Bigo Live is a live streaming platform owned by a Singapore-based Bigo Technology, which was founded in 2014 by David Li and Jason Hu. As of 2019, Bigo Technology is owned by JOYY, a Chinese company listed on the NASDAQ.  

Bigo Technology has developed proprietary artificial intelligence and machine learning that is integrated into the application. The AI features are used to enhance user engagement and experience during live streaming.  

Viewers can support their favorite broadcasters with in-app gifts, and some popular broadcasters use the app as a full-time employment. Bigo owns Likee, the short video creation and sharing app.

History
David Li was a journalist prior to entering the technology industry, and Jason Hu had worked for many technology companies before the creation of Bigo Technology.  In 2014, Bigo was founded in Singapore. In March 2016, Bigo Live launched. It is available for iOS and Android operating systems.

In April 2016, Bigo Live was the most downloaded app in Thailand.

In December 2018, Bigo Live reached 26.7 million monthly active users.

In March 2019, the NASDAQ listed company JOYY Inc. completed the acquisition of Bigo Technology.

## Information provided
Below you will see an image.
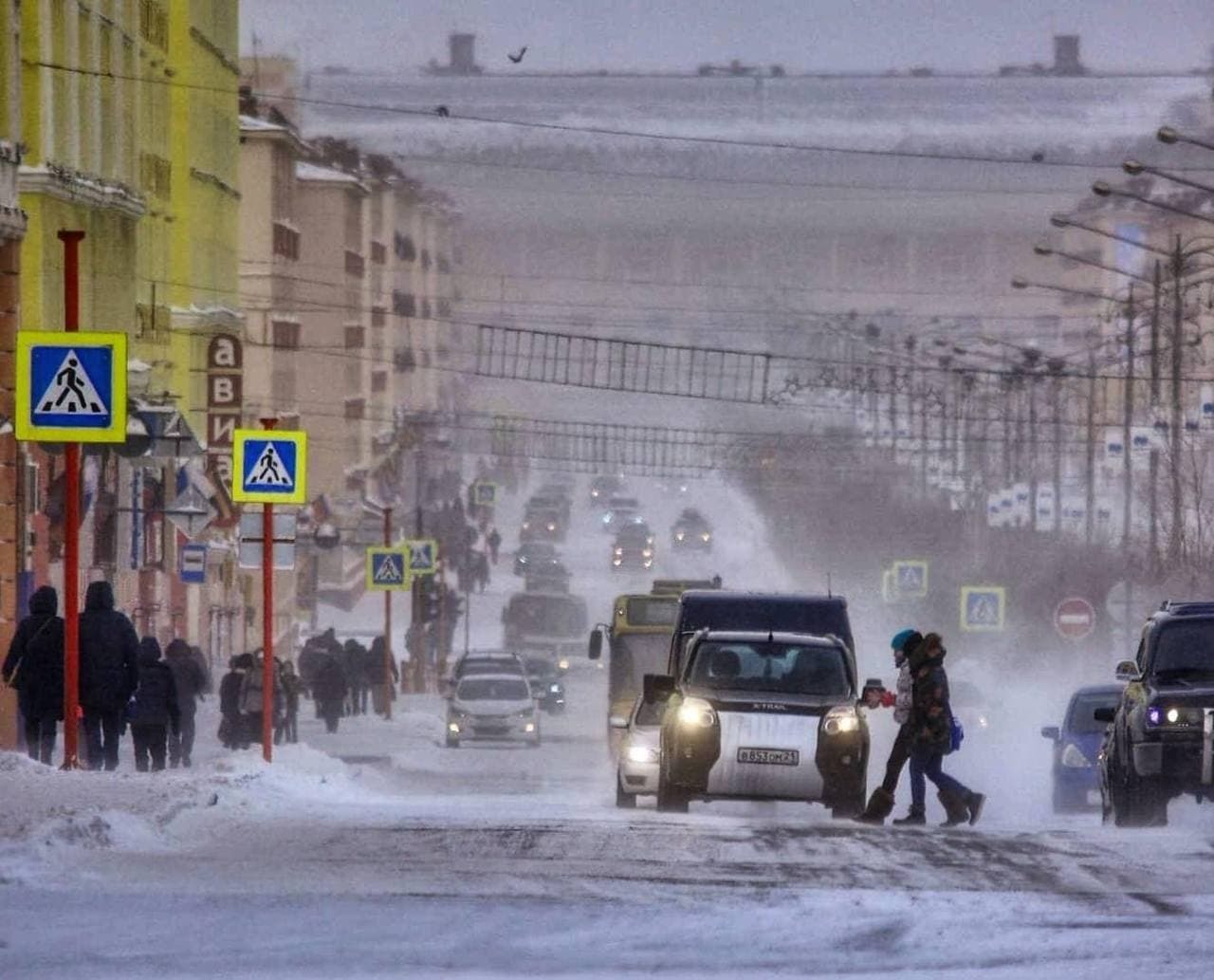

## Task prompt
Answer these from the text about Bigo Live:
1. What job did David Li have before he entered the technology industry?
2. Where was Bigo Live the most downloaded app in April 2016?
3. Which short video app does Bigo own?

## Exercise solution
1. Journalist
2. Thailand
3. Likee